* [EXERCISE INSTRUCTIONS]: Repeat every record below, word for word.

* [DATA SHOWN]:

• • • •

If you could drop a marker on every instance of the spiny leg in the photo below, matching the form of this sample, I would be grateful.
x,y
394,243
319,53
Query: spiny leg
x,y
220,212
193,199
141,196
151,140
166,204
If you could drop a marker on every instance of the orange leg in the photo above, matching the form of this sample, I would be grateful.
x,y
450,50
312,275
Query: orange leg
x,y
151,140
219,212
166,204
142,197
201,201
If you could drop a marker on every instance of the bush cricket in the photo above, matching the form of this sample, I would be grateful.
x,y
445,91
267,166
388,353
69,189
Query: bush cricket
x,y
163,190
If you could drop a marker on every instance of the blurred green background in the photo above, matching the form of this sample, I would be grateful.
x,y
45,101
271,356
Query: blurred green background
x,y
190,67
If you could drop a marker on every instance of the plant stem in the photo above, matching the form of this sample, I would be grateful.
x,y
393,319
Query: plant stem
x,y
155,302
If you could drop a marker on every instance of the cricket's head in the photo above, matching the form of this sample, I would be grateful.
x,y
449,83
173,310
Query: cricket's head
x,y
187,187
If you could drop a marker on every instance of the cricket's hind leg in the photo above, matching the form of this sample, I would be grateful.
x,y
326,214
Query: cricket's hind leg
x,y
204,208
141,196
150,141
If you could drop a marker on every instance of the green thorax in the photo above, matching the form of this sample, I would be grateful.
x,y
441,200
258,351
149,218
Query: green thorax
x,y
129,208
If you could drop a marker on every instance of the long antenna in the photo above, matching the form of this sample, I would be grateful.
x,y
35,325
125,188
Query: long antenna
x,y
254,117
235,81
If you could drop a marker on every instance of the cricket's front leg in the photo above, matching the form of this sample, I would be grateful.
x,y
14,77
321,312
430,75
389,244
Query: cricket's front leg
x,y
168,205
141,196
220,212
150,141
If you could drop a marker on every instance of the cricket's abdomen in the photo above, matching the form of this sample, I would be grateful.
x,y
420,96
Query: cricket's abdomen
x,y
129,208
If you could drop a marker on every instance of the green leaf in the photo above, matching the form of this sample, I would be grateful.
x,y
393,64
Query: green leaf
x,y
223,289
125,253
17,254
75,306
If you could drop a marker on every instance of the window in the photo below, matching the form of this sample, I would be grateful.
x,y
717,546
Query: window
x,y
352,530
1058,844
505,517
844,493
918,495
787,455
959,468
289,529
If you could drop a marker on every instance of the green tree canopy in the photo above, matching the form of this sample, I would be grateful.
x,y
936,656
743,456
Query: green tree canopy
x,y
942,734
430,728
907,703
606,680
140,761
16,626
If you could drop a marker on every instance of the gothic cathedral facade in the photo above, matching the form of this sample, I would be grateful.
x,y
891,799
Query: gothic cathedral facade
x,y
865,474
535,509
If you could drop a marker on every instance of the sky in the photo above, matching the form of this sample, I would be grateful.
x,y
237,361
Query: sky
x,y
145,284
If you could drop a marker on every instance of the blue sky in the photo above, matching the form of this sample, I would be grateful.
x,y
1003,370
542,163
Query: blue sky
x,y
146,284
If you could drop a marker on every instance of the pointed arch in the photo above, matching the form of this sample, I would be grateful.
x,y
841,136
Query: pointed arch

• • • •

* [ANSWER FOR THIS EXERCISE]:
If you could drop a marker on every instance of the spiny leg in the photo below, matching the form of this sample, I would be grateful.
x,y
394,243
319,53
Query: spiny leg
x,y
220,212
193,199
141,196
151,140
166,204
If you could drop a marker on every instance of the orange leg in the photo above, matching the form of this sample, I would be grateful.
x,y
450,50
312,275
Query: orange leg
x,y
151,140
219,212
166,204
142,197
201,201
If you could drop a marker on every instance of the bush cricket in the photo above, matching the form of this sample, I would be grateful.
x,y
445,91
267,166
388,353
69,189
Query: bush cricket
x,y
163,190
If you could drop a marker on every instance of the blurred green background in the photo above, matching the form of this sample, I would be grateful.
x,y
45,101
271,356
Query: blurred green background
x,y
190,67
If you could drop a marker on every instance of the plant stem in the photo above, matching the form of this sample, I would be grateful.
x,y
393,319
Query: plant stem
x,y
155,302
If you could drop a marker on every instance of the cricket's head in the photo above, matching the form of this sample, I would be grateful.
x,y
449,83
173,310
Query: cricket's head
x,y
187,187
If you could drop a marker on every instance of the cricket's hind leg in the photo above, matching the form of this sample, I would be grateful.
x,y
326,214
Query: cricket's hind leg
x,y
204,208
141,196
150,141
If you could drop a marker on every instance of the green thorax in the photo above, matching the form of this sample, I would be grateful.
x,y
441,200
258,351
149,218
Query: green thorax
x,y
129,208
If you could drop a marker on every instance of the long antenna in the photo above, matching the form of this sample, I would be grateful.
x,y
35,325
125,188
Query: long antenna
x,y
254,117
235,81
If you could drop a marker on every instance of the cricket's front leg in the photo above, matching the form of this sample, I would be grateful.
x,y
14,77
321,312
430,75
389,244
Query: cricket's front leg
x,y
168,205
141,196
220,212
150,141
If you could drop a marker on every instance of the cricket's abdomen in the photo above, matching the form of this sample, I would be grateful.
x,y
420,96
Query: cricket's abdomen
x,y
129,208
If you could drop a marker on every instance of the green leaf in the photo above, matching the form of this sample, I would be grateful.
x,y
393,64
Query: green leaf
x,y
223,289
125,253
17,254
75,306
If you could drop a marker on every instance of the window in the photo below, matching the form of this sample, I would be grateful.
x,y
717,546
Query: window
x,y
352,530
1058,844
505,517
844,493
918,495
787,455
959,468
289,529
If you could drop a marker on every instance of the green tree canopy in the photo above, matching the form of this sample, I would be grateful.
x,y
936,656
743,456
Query: green tree canopy
x,y
942,734
430,728
907,703
606,680
140,761
16,626
If you could drop a marker on every instance of the gothic cathedral facade in the photo above, matching the form of this sample, I would be grateful.
x,y
891,799
Query: gothic cathedral facade
x,y
865,474
535,509
If you could drop a marker on every instance of the sky in the photo above, matching the form of this sample, I would be grateful.
x,y
237,361
Query: sky
x,y
145,284
If you could drop a marker on every instance of the blue sky in the photo above, matching the form of this sample, I would be grateful.
x,y
1003,370
542,163
Query: blue sky
x,y
146,284
If you could drop a marker on every instance of the pointed arch in the photo above, matching the form of this sample, I would be grateful.
x,y
841,136
Query: pointed arch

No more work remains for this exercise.